WHAT THIS TASK INVOLVES:
Reproduce all of the material below word for word, leaving out the pictures.

# start of AVAILABLE DATA

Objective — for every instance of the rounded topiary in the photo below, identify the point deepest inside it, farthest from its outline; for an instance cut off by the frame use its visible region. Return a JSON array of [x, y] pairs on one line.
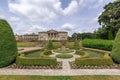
[[115, 54], [8, 47]]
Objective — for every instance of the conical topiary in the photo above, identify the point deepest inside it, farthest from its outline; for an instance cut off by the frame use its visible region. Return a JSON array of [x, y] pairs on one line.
[[8, 47], [115, 54]]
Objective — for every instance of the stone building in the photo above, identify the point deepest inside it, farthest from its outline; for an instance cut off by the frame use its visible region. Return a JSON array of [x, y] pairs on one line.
[[18, 37], [30, 37], [52, 35]]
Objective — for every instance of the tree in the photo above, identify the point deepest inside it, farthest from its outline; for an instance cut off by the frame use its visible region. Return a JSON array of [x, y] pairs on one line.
[[110, 35], [115, 54], [49, 45], [110, 19], [76, 45], [8, 47]]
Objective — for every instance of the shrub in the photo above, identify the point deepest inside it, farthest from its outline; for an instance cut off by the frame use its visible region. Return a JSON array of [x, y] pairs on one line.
[[106, 60], [76, 45], [42, 61], [98, 44], [49, 45], [80, 52], [8, 47], [64, 56], [115, 54]]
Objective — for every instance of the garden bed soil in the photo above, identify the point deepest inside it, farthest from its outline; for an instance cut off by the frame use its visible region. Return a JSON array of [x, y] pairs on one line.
[[74, 66], [14, 66]]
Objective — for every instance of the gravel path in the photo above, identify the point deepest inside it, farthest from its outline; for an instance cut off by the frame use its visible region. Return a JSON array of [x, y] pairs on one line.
[[62, 72]]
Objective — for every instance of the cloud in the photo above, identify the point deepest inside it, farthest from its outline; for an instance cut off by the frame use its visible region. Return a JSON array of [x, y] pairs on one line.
[[68, 27], [43, 11], [36, 29], [72, 8], [13, 18], [90, 3]]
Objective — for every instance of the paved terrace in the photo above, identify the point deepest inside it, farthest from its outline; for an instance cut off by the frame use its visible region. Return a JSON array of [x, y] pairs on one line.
[[60, 72]]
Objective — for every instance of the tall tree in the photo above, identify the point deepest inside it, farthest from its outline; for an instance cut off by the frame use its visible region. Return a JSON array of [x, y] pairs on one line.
[[110, 19]]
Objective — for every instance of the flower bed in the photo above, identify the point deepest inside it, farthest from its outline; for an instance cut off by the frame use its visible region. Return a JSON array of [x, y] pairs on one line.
[[65, 56]]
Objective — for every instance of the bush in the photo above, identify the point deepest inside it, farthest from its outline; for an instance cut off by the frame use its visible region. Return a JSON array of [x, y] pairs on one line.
[[64, 56], [47, 52], [115, 54], [49, 45], [42, 61], [76, 45], [106, 60], [98, 44], [8, 47]]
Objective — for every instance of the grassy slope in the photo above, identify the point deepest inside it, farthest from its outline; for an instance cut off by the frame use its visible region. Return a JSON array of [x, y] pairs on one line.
[[26, 44], [59, 77]]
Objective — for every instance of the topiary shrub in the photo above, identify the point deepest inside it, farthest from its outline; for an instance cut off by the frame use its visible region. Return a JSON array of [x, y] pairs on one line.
[[47, 52], [49, 45], [76, 45], [115, 54], [8, 47], [39, 61]]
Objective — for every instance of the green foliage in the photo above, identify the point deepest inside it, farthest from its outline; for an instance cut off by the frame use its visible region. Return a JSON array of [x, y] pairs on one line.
[[109, 20], [8, 47], [65, 56], [98, 44], [47, 52], [76, 45], [80, 52], [106, 60], [115, 54], [110, 35], [49, 45], [41, 61]]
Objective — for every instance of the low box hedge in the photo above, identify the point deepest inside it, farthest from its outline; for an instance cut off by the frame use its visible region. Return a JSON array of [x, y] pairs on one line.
[[8, 60], [106, 60], [64, 56], [42, 61]]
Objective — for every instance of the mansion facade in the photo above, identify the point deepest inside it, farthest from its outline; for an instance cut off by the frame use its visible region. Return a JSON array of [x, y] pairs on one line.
[[43, 36]]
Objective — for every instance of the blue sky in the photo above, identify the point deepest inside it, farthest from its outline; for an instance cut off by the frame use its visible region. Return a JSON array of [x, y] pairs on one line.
[[28, 16]]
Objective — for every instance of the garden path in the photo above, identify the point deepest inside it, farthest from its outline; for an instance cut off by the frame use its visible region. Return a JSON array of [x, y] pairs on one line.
[[66, 71]]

# end of AVAILABLE DATA

CORRECT RESPONSE:
Objective — for every instance of the rounded topiary in the photo below, identify the point deepest inside it, farthest from its outline; for an instance cut off by the frame use its visible region. Return a JSON array of [x, y] pairs on one line.
[[115, 54], [8, 47]]
Objective — for every instance of the conical topiary in the photo above, identify the point deepest inside it, farthest from its outline; for an instance cut off by the frame use its visible region. Return a JSON array of [x, y] pairs on one line.
[[8, 47], [115, 54]]
Objective — for every instance of the stone building in the photo above, identify the point deepest inside it, farthest from its outline; for an instance cut off by the frame use its visible region. Return a JSON array of [x, y] pairs on one line.
[[18, 37], [30, 37], [52, 35]]
Objective — for every instance of the tree in the photo above, identify the point deepest inside it, farthest from its outline; for an instance cut off by the frame use its visible region. Return a JSON array of [x, y] pairs on one line.
[[110, 35], [115, 54], [49, 45], [110, 19], [76, 45], [8, 47]]
Objective — for every instance of the shrub in the photo above, identify the point deepest inside it, farthest from its outline; for an instance cut off by the frame use its visible region. Return a JSON array of [x, y] pairs on one line.
[[106, 60], [76, 45], [42, 61], [98, 44], [49, 45], [80, 52], [8, 47], [64, 56], [115, 54]]
Objective — for every instance of the garden bed soil in the photo above, identify the point deepest inside it, farthest from its outline; for an instance cut off by the frame use its visible region. Return a JSON array of [x, y] pairs on one line.
[[74, 66], [14, 66]]
Objective — for every instance of the gravel path in the photo above, identify the point deepest inside it, farthest from its outline; for an instance cut off by the frame use its visible region. Return a JSON array of [x, y] pairs on one line.
[[62, 72]]
Objective — for every instance of the cloud in the photo above, identify the point deepest inside it, farthest from its outline; for an instance cut off by the frame use its visible region. Return a JSON array of [x, y] pairs on one line.
[[68, 27], [43, 11], [36, 29], [72, 8], [13, 18], [90, 3]]
Objective — for every instance of the paved terrace in the photo above, identify the point deepest inside it, farthest from its outline; for an instance cut off by the frame use its visible region. Return a JSON array of [x, y] pairs on one line.
[[60, 72]]
Objective — for every instance of the tall tree in the photo above, identify the point deepest inside it, farthest from its outline; for an instance cut off by the frame use its visible region. Return a JSON array of [x, y] pairs on one line.
[[110, 19]]
Objective — for every instance of the flower bed in the photo above, identify the point deepest inside it, farthest from its outline; for an instance cut off by the frame use its visible region. Return a JSON array of [x, y] pairs on one line.
[[65, 56]]
Objective — for every instance of the bush in the photo above, identify the point deepest inside it, farthest from its outline; for an instance cut off by the frame use its visible region. Return a JSON array of [x, y] pairs on one line.
[[64, 56], [47, 52], [115, 54], [49, 45], [42, 61], [76, 45], [106, 60], [98, 44], [8, 47]]
Objective — for every instance of the grassy slope in the photo above, identify the point deepest inside it, farthest from its outline; for an instance cut off by the frame use its visible region. Return a JSON array of [x, y] pairs on one line.
[[26, 44], [59, 77]]
Objective — for every instance of the topiary shrub in the photo above, identify the point deepest inside it, farthest from its outline; for an instance cut off by the frame use its visible region. Return a JSON array of [x, y] pairs on one line.
[[47, 52], [49, 45], [76, 45], [115, 54], [8, 47], [39, 61]]
Objective — for every instance of the green foliage in the photo above, identify the point deepest inside it, farthest from its outline; for an instance cut off by the frame use its visible region. Return a JSON array of [x, y] pairs on one line.
[[109, 20], [8, 47], [65, 56], [98, 44], [47, 52], [76, 45], [80, 52], [106, 60], [115, 54], [110, 35], [49, 45], [41, 61]]
Objective — for every instance of the low box hedge in the photo above, identify the point deepest inside it, farthest from its outline; for an instance cut off by the frame use its visible region. Return a JSON array of [x, y] pairs on one line.
[[8, 60], [106, 60], [64, 56], [42, 61]]
Objective — for every instance of the mansion facade in the photo above, identify the point deepest inside it, farthest from its outline; for an instance cut off by the frame use its visible region. Return a JSON array of [x, y] pairs on one line.
[[43, 36]]
Objective — for every instance of the blue sky in the photo above, identify the point deepest inside it, farthest from its outline; for an instance cut off by the frame use its visible region. Return a JSON array of [x, y] pairs on one line.
[[28, 16]]
Objective — for every instance of the garden path in the photo above, identify the point deepest inside it, farthest from its outline; for an instance cut off by the frame use its visible region. Return a JSON array of [x, y] pairs on one line.
[[66, 71]]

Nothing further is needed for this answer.